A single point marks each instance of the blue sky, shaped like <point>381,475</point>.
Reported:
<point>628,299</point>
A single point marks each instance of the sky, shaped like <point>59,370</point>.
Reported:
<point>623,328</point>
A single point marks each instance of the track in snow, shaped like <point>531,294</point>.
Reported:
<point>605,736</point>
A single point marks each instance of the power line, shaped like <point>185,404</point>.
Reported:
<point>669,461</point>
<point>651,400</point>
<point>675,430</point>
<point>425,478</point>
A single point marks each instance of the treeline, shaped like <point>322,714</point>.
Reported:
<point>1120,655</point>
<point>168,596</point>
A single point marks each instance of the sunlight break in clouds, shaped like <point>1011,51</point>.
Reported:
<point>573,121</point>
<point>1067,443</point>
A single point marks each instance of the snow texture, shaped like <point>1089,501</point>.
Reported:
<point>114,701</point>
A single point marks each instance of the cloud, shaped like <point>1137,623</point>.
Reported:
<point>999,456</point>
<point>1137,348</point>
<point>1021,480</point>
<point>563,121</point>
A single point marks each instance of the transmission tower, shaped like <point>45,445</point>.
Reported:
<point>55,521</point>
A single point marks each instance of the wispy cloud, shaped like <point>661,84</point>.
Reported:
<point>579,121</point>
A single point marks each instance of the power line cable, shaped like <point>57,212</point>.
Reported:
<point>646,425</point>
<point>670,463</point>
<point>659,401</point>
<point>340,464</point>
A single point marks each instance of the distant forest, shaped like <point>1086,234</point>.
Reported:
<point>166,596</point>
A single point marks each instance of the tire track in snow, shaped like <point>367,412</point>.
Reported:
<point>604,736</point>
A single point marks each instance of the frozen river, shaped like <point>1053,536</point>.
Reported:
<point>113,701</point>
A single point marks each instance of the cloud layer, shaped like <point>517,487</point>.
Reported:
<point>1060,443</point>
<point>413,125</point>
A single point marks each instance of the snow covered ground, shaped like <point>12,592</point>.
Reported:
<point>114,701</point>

§ **ACTION ITEM**: Lines holding the string "track": find them in the listing above and copy each one.

§ **EXPECTED ANSWER**:
A single point marks each instance of the track in snow, shaped like <point>531,294</point>.
A single point marks each instance of the tire track in snow, shaped like <point>367,412</point>.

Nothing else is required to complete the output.